• [Actions to take]:
• A. According to the news report on Oskar Groening's death, in which city and year was he convicted?
• B. Write the next part of the news report on Oskar Groening's death, picking up after its final sentence.

• [Source extract]:
****************

German prosecutors said Monday they were notified that a former Nazi death camp guard dubbed the "Accountant of Auschwitz" died before he could begin serving his four-year jail sentence.
Hannover prosecutor Kathrin Soefker said a lawyer informed her office that Oskar Groening, 96, died Friday in a hospital. The office is awaiting an official death certificate, Soefker said.
The lawyer, Hans Holtermann, didn't immediately respond to a request for confirmation. Groening's death was first reported Monday by German weekly Der Spiegel.
Groening first came to attention in 2005 after giving interviews about his work in the camp in an attempt to persuade Holocaust deniers that the genocide had taken place at a time when most Holocaust prosecutions still focused on leaders rather than rank-and-file perpetrators.
Groening was convicted in Lueneburg in 2015 as an accessory to the murder of 300,000 Jews. The Lueneburg court concluded that although there was no evidence of involvement in a specific killing, Groening knew that Jews were being slaughtered at the German death camp and supported the killings through his actions.
Groening admitted he was morally guilty for the work he carried out at Auschwitz, which included overseeing the collection of prisoners' belongings and ensuring that valuables and cash were separated to be sent to Berlin to help fund the Nazi war effort – the actions that earned him the "Accountant of Auschwitz" label.
He said he witnessed individual atrocities but did not acknowledge participating in any crimes.

****************

• [Information provided]:
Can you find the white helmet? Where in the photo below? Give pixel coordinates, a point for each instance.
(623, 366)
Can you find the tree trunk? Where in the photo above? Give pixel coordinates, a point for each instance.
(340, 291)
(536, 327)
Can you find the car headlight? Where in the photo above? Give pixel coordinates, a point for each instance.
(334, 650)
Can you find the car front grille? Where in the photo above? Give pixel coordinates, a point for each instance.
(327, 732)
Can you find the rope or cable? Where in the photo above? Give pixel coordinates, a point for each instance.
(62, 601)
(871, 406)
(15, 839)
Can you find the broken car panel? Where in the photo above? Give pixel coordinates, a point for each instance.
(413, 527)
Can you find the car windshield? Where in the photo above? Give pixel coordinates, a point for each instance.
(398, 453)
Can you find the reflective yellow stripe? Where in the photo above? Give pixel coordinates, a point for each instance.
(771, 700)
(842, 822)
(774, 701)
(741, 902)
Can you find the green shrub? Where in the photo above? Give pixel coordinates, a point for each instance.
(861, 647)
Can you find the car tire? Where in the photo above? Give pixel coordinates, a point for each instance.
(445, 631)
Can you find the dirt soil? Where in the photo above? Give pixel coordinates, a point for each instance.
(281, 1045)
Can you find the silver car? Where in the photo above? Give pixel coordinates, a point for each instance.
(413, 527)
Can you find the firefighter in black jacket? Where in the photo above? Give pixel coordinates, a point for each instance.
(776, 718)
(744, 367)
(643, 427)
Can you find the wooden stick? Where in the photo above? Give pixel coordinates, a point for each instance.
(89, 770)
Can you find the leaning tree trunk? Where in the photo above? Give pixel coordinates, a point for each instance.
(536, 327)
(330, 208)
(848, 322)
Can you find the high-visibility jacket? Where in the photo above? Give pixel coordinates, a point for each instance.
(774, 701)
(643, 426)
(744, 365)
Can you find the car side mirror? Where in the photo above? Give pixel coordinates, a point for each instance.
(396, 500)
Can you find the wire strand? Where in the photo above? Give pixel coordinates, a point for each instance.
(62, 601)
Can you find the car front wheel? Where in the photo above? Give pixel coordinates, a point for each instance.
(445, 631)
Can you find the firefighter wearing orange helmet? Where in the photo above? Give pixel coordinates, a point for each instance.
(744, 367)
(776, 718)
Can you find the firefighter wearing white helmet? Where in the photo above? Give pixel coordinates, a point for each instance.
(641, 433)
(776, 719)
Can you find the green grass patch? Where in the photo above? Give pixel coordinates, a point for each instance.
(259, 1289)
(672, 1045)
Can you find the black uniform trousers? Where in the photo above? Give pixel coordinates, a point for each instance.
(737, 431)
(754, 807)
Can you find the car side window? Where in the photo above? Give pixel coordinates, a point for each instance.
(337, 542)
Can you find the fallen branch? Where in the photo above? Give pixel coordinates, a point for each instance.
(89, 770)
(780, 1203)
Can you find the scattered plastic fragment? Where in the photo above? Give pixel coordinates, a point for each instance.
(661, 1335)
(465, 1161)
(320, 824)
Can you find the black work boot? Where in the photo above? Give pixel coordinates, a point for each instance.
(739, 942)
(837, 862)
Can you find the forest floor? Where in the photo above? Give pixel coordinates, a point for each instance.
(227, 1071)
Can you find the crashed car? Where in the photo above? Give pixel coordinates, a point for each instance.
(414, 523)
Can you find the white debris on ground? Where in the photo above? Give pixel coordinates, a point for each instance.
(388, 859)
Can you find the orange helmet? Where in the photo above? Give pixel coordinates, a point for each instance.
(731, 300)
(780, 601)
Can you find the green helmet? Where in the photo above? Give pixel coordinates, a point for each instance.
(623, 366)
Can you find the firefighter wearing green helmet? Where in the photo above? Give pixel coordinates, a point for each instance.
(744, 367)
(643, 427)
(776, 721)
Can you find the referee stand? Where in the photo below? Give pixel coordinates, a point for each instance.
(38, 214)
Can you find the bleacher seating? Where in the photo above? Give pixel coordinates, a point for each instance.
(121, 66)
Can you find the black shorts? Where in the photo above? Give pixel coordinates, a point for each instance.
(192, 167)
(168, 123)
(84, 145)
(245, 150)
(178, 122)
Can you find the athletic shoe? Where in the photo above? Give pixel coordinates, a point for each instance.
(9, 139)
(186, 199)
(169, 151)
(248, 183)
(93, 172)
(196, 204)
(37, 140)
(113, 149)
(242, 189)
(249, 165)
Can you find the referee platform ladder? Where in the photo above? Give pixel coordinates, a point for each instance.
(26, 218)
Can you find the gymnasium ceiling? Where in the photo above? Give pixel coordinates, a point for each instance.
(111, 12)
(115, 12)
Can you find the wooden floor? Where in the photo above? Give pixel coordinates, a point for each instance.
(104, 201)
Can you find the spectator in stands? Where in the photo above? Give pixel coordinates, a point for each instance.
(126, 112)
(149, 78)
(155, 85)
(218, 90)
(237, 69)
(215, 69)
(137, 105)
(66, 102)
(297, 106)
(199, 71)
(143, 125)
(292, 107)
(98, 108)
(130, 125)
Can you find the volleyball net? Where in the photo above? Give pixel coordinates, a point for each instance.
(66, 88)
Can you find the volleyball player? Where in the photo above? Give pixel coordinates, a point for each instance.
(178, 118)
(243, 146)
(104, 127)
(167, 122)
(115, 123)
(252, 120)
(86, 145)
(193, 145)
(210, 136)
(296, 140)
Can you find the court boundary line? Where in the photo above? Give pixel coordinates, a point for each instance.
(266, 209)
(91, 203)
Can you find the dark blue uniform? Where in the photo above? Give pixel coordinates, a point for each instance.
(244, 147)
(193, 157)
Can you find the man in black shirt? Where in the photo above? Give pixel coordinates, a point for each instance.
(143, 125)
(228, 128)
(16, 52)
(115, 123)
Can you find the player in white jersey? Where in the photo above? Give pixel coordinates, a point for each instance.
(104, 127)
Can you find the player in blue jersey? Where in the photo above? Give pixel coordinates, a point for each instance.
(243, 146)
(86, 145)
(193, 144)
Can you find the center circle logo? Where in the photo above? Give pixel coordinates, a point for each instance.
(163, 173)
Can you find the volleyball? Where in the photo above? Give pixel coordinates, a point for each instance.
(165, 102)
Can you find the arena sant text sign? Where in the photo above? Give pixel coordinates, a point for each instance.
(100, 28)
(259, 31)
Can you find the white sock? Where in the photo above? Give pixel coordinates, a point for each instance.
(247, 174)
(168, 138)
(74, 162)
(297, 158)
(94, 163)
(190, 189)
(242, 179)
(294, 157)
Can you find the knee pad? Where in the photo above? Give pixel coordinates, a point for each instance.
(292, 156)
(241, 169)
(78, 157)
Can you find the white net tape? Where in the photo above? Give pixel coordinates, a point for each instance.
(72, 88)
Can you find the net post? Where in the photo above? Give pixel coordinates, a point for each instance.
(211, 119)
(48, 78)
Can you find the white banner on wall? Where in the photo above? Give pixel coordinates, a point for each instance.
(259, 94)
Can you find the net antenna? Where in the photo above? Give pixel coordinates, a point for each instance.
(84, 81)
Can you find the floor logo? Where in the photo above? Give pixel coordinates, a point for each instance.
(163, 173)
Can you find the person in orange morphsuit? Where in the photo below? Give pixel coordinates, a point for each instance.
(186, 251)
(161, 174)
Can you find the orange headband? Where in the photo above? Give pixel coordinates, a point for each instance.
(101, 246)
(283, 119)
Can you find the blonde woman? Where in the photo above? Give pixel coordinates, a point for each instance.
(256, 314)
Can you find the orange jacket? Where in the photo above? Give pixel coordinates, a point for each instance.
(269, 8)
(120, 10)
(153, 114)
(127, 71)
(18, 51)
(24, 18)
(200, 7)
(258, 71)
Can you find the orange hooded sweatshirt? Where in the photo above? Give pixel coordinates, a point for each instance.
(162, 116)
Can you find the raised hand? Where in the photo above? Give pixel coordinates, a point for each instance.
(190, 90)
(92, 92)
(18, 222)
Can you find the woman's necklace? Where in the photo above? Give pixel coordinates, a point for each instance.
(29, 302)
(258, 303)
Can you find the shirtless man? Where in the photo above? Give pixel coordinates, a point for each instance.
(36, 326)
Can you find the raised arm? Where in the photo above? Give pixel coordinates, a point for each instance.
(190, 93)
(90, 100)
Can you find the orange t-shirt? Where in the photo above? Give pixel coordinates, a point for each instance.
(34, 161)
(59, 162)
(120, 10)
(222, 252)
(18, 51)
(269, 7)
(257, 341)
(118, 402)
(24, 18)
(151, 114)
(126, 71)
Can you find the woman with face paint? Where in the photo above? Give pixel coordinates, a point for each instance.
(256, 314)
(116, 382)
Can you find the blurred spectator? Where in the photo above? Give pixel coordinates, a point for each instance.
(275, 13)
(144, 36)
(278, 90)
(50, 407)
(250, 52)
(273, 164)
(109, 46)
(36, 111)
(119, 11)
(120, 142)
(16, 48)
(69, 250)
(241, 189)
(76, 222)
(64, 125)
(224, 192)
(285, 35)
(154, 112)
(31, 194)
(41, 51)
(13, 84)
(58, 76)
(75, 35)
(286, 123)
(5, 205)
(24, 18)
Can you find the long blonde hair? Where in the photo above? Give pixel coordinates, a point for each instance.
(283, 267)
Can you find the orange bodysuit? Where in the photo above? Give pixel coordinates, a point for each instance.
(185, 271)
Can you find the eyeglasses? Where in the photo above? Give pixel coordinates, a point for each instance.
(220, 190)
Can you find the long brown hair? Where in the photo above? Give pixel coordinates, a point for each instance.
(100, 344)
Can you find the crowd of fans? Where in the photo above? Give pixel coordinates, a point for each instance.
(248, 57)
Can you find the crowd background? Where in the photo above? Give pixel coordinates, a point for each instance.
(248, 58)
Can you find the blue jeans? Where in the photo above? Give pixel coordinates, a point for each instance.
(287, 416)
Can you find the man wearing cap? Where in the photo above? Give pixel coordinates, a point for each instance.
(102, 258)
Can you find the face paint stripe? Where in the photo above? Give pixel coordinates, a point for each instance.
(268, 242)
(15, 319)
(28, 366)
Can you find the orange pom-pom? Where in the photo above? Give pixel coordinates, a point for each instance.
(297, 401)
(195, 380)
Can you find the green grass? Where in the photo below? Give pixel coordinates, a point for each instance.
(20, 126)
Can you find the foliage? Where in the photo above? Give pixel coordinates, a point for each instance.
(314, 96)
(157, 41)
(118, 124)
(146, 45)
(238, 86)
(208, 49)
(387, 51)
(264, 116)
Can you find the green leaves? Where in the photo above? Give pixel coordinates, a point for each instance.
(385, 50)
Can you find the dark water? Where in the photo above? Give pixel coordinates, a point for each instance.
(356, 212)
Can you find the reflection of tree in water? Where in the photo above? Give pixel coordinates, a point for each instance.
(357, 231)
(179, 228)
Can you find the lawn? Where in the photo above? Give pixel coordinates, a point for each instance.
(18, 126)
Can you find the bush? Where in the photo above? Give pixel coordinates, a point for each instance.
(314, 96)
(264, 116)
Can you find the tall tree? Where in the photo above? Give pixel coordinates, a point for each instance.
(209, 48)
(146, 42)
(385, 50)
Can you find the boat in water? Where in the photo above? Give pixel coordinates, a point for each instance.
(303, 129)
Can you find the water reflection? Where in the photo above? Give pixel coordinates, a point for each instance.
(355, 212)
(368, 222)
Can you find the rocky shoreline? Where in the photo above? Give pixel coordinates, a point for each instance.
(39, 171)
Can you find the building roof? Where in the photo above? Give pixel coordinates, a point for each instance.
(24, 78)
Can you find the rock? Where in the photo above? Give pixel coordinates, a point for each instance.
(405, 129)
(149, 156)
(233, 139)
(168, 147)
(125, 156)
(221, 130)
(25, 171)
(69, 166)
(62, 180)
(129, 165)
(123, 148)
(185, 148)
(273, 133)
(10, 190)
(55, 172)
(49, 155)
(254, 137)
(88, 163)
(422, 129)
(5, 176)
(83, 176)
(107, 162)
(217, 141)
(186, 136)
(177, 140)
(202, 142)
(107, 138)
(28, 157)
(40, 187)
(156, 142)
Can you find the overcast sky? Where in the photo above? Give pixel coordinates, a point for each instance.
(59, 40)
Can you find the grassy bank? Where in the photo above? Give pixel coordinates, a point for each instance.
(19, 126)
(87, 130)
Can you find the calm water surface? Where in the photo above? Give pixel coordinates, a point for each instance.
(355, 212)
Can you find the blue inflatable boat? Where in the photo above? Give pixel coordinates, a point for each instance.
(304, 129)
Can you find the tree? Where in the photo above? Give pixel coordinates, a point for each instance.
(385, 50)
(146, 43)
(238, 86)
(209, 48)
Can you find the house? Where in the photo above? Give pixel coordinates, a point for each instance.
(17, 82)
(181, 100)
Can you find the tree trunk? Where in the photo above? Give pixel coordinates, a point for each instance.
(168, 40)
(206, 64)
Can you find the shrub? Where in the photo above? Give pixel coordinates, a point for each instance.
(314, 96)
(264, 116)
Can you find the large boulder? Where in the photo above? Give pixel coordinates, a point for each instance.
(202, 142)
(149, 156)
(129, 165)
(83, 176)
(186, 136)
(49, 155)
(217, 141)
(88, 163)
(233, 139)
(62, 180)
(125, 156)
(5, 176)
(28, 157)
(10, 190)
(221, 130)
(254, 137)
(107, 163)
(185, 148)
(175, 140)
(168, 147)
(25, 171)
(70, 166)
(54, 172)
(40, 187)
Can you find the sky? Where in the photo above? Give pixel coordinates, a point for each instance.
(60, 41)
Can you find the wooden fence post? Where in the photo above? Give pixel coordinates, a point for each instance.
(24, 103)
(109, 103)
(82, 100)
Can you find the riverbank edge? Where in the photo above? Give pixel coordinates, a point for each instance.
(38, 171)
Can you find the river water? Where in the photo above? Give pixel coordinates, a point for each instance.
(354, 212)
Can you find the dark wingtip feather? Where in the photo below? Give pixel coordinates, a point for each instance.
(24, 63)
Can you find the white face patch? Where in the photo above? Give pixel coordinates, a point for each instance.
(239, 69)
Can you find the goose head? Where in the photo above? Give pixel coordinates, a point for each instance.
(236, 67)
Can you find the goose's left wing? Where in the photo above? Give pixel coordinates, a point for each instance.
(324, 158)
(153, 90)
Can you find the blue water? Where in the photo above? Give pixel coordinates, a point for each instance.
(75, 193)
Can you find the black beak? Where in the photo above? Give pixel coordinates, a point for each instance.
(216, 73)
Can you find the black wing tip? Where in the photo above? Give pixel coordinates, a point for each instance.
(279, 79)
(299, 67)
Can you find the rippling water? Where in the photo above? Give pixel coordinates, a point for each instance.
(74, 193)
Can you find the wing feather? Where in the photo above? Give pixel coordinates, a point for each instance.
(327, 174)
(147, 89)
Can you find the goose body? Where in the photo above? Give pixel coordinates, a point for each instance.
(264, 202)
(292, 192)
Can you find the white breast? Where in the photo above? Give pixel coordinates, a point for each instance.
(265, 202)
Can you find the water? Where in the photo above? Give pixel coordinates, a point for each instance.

****************

• [Responses to the tasks]:
• A. Lueneburg, in 2015.

• B.
All of his appeals were rejected, and it was only his ill health that kept him from being sent to prison in recent years. Most recently, his lawyers made one final bid for clemency, a decision which was still pending at the time of his death.
Efraim Zuroff, the head Nazi hunter for the Simon Wiesenthal Center, said it was unfortunate that Groening's conviction didn't result in "at least symbolic justice" for the victims of Auschwitz.
In 2011, former Ohio autoworker John Demjanjuk became the first person convicted in Germany solely for serving as a death camp guard without evidence of being involved in a specific killing. Demjanjuk had always denied serving at the Sobibor camp and died before his appeal could be heard.
In 2016, former SS sergeant Reinhold Hanning was convicted on 170,000 counts of accessory to murder for serving as an Auschwitz guard. He, too, died before he could begin serving his five-year sentence.
Hanning apologized for his wartime service, telling Holocaust survivors that "it disturbs me deeply" to have been a part of the Nazis' genocidal machinery.